INSTRUCTIONS FOR THE TASK -> Set down the full listing exactly, character for character.

[Pointing records]
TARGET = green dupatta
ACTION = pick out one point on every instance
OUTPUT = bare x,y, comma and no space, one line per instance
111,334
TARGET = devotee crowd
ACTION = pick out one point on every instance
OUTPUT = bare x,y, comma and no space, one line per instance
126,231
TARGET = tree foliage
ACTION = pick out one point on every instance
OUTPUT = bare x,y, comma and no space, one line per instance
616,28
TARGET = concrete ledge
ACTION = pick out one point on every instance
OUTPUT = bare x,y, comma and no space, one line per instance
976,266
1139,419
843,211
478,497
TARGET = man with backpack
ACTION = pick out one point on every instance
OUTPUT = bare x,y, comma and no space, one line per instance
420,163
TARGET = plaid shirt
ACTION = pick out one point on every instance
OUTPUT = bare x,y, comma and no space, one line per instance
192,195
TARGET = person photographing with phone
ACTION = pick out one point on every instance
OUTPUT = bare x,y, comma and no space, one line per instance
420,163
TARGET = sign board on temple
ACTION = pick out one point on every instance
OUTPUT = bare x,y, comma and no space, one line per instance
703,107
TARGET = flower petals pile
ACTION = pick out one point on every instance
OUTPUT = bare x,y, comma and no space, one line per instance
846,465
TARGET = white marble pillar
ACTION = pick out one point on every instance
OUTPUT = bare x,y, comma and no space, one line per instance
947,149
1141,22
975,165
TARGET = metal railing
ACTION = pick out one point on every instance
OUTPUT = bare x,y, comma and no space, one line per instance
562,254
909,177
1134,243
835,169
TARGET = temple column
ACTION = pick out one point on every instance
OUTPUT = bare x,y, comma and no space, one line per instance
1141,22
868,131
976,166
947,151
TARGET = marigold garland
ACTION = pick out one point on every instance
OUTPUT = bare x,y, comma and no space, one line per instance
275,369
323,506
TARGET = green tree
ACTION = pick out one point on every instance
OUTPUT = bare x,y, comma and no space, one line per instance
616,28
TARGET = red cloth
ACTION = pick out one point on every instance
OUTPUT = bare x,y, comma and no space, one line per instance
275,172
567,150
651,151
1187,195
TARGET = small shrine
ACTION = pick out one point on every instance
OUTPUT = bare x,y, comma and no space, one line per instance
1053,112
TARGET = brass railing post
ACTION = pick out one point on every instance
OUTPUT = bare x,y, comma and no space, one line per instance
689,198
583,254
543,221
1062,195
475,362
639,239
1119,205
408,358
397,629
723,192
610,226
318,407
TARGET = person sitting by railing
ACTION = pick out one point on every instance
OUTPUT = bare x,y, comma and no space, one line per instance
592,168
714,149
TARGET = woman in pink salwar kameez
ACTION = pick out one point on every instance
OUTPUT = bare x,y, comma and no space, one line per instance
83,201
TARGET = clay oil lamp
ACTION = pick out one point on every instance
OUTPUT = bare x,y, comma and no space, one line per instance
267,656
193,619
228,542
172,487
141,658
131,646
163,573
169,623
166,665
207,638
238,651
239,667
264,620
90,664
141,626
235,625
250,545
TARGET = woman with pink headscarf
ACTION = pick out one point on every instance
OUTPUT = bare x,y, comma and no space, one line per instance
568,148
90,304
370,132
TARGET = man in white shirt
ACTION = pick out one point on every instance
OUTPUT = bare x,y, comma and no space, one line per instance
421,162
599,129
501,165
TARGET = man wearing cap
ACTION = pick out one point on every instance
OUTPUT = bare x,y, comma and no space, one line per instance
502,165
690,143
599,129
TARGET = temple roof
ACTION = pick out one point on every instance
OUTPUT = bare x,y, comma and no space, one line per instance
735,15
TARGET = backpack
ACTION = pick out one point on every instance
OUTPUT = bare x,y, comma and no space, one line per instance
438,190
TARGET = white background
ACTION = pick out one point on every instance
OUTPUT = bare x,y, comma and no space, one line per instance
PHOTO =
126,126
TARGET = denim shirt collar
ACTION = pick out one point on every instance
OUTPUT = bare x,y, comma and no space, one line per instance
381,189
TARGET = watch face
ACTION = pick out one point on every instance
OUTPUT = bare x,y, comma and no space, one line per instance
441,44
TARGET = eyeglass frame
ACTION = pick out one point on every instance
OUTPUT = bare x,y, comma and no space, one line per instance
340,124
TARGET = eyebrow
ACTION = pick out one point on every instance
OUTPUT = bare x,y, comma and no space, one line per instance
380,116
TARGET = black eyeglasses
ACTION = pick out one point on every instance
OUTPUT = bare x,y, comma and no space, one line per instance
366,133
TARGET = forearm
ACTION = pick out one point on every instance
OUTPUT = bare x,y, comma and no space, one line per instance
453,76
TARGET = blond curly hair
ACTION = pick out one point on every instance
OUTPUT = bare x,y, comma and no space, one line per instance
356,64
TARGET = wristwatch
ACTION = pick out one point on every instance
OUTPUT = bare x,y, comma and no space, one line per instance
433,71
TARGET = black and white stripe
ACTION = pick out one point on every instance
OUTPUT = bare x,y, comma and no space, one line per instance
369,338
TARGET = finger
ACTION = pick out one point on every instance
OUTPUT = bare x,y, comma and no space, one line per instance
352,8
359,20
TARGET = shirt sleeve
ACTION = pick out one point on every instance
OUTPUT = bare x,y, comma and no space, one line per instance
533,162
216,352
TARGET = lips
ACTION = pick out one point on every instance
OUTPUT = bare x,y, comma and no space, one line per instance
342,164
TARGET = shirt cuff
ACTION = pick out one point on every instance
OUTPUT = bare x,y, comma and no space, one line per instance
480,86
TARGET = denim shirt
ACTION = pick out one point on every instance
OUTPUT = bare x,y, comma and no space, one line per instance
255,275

EXPECTED ANSWER ->
TARGET = green dupatta
ACTION = pick out one point on every instance
OUTPUT = bare x,y, comma and no space, one line per instance
111,334
TARGET = devotee crowd
ACTION = pick out one point on every instance
OUTPUT = bare x,y, comma and no space, one line per instance
126,231
TARGET = tree foliage
ACTION = pick out one point on every instance
OUTPUT = bare x,y, comma and no space, one line per instance
616,28
TARGET = concrete ledge
ACTION = pick out one point on every instance
OUTPUT = bare x,y, comma and no space, one line per instance
976,266
1139,419
843,211
478,497
TARGET = man with backpack
ACTION = pick out one point on every instance
OUTPUT = bare x,y, comma and no space, one line per instance
420,163
TARGET = plaid shirt
ACTION = pick out one point on every instance
OUTPUT = bare x,y, comma and no space, one line per instance
192,195
TARGET = person photographing with phone
ACTION = pick out one point on every instance
OUTPUT = bare x,y, comma and no space, one line per instance
420,163
TARGET = sign board on temple
ACTION = pick out one point on every instance
OUTPUT = bare x,y, comma and no space, one line per instance
703,107
TARGET = flower petals pile
ACTION = pick out one point on every instance
OUTPUT = bare x,y, comma and no space, one line per instance
846,465
TARGET = white marble pillar
ACTION = pick out one point on every instance
OUTPUT = bare x,y, comma and no space, one line per instance
947,149
1141,22
975,165
TARGET = metal railing
ACTION = pick out one point on every instance
OUTPUT = bare x,y, comma and no space, one line per instance
562,254
909,177
1134,243
835,169
TARGET = temple column
ACTION = pick out one point on every instance
OUTPUT = bare x,y, comma and no space, one line per instance
1141,22
868,131
976,166
947,151
TARGET = marigold garland
ACTION = pick out one point on every instance
OUTPUT = bare x,y, comma and no space, one line per instance
275,369
323,506
TARGET = green tree
ACTION = pick out one point on every instance
OUTPUT = bare x,y, comma and no space, one line per instance
616,28
TARGET = red cloth
ACTION = pick out one point on every instance
OUTPUT = bare x,y, comma and no space, one line per instance
275,172
567,150
651,151
1187,195
TARGET = small shrine
ACTION = pick out one point on every instance
OUTPUT = bare x,y, comma and no space, one line per instance
1053,112
TARGET = brass railing post
ACTION = pick out one point on every instance
OUTPUT = bare x,y, comma and no space, one line per instance
689,198
583,254
543,221
1062,195
475,362
639,239
1119,205
408,358
397,629
723,192
610,226
318,407
TARGET = person sitting by railing
ACTION = pick out one point on every instance
OUTPUT = bare x,y, comma and no space, one line per instance
592,168
714,149
TARGET = woman in pink salwar kameez
ACTION = pick out one point on every instance
OUTPUT = bare x,y, comma and no space, one line per instance
83,201
TARGET = clay oil lamp
ACTION = pick out one point on every instance
OUTPUT = bare x,y, comma and no space, one line per instance
267,656
193,619
228,542
172,487
141,658
131,646
163,573
169,623
166,665
207,638
238,651
239,667
264,620
90,664
141,626
235,625
250,545
TARGET = woman with pink headscarf
ACTION = pick out one point on every instance
OUTPUT = bare x,y, comma and no space, one line per instance
568,148
90,304
370,132
TARGET = man in white shirt
ACTION = pick out one point on every instance
OUTPUT = bare x,y, comma and no space, one line per instance
421,162
599,129
501,165
TARGET = man wearing cap
ACTION = pick out one point on every instance
OUTPUT = bare x,y, comma and no space, one line per instance
502,165
690,143
599,129
TARGET = temple roof
ACTION = pick out one point on every instance
OUTPUT = bare x,y, comma and no space, one line per instance
735,15
TARGET = backpack
ACTION = pick out one point on every instance
OUTPUT = bare x,y, comma and no space, one line per instance
438,190
TARGET = white background
ACTION = pick out one point on every instance
OUTPUT = bare x,y, comma and no space, one line per instance
PHOTO =
126,126
TARGET = denim shirt collar
ACTION = pick out one point on every instance
OUTPUT = bare x,y, comma and no space, one line per instance
381,189
TARGET = watch face
ACTION = pick out one point on every instance
OUTPUT = bare x,y, comma and no space, one line per instance
441,44
TARGET = eyeglass frame
ACTION = pick out one point on every instance
OUTPUT = bare x,y, comma and no space, one line per instance
340,124
TARGET = eyebrow
ACTION = pick out one point on every instance
OUTPUT = bare x,y, comma and no space, one line per instance
380,116
TARGET = black eyeglasses
ACTION = pick out one point on every instance
OUTPUT = bare x,y, comma and no space, one line per instance
366,133
TARGET = forearm
ACTION = pick out one point on every instance
OUTPUT = bare x,y, comma and no space, one line per instance
453,76
TARGET = blond curly hair
ACTION = pick out one point on every instance
OUTPUT = bare x,y, comma and no space, one line per instance
356,64
TARGET = wristwatch
ACTION = pick out one point on every instance
OUTPUT = bare x,y, comma and no space, one line per instance
433,71
TARGET = black and white stripe
ACTION = pick out one point on every instance
OUTPUT = bare x,y, comma and no space, one line per instance
369,338
TARGET = finger
ACTION = pick out one point on every instance
OUTPUT = bare x,y, comma and no space, one line per instance
352,8
359,20
TARGET = shirt sleeve
ACTION = pick out one point on every instance
OUTPUT = bare x,y, comma and no space, one line per instance
533,162
216,352
TARGET = lips
ACTION = pick out one point on every instance
OUTPUT = bare x,y, comma and no space, one line per instance
342,164
TARGET = shirt cuff
ACTION = pick out one point on every instance
OUTPUT = bare x,y, comma and no space, one line per instance
480,86
TARGET = denim shirt
ACTION = pick out one point on every instance
OUTPUT = bare x,y, comma and no space, one line per instance
255,275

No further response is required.